> [To do]: In the Janet Hooks passage, rewrite the part that opens with the words "From 1980 to" and closes with "Hawn film Wildcats.", swapping "television station" for "TV station".

Given text START

Janet Vivian Hooks (April 23, 1957 – October 9, 2014) was an American actress and comedian. Hooks was best known for her tenure on the NBC sketch comedy series Saturday Night Live, where she was a repertory player from 1986 to 1991. Following her departure from SNL, she continued making cameo appearances until 1994. Her subsequent work included a regular role on the final two seasons of Designing Women, a recurring role on 3rd Rock from the Sun, and a number of other film and television roles, including on 30 Rock and The Simpsons.

Early life
Hooks was born and raised in Decatur, Georgia, where she attended Canby Lane Elementary School and Towers High School. In 1974, her junior year, she moved to Fort Myers, Florida, when her father, a Sears employee, was transferred. She attended Cypress Lake High School, made her stage debut in a play there, and graduated in 1975. She attended Edison State College where she majored in theatre, but left to pursue acting full-time.

Career
Hooks began her career as a member of the Los Angeles-based comedy troupe The Groundlings and in an Atlanta nightclub act called The Wits End Players.

From 1980 to 1981, she appeared in Tush on Ted Turner's television station, WTBS, which eventually became TBS. She gained attention in the early 1980s on the HBO comedy series Not Necessarily the News and made guest appearances on Comedy Break with Mack & Jamie in the mid-1980s. She made her film debut in Pee-wee's Big Adventure as a know-it-all tour guide at the Alamo and appeared in the Goldie Hawn film Wildcats.

Given text END
Exercise data START

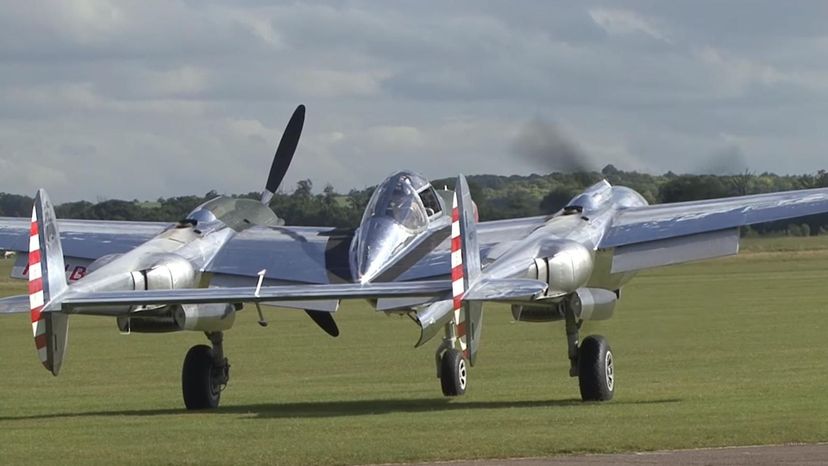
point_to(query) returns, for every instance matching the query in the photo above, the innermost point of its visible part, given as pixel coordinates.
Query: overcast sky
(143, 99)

Exercise data END

> [Output for this task]:
From 1980 to 1981, she appeared in Tush on Ted Turner's TV station, WTBS, which eventually became TBS. She gained attention in the early 1980s on the HBO comedy series Not Necessarily the News and made guest appearances on Comedy Break with Mack & Jamie in the mid-1980s. She made her film debut in Pee-wee's Big Adventure as a know-it-all tour guide at the Alamo and appeared in the Goldie Hawn film Wildcats.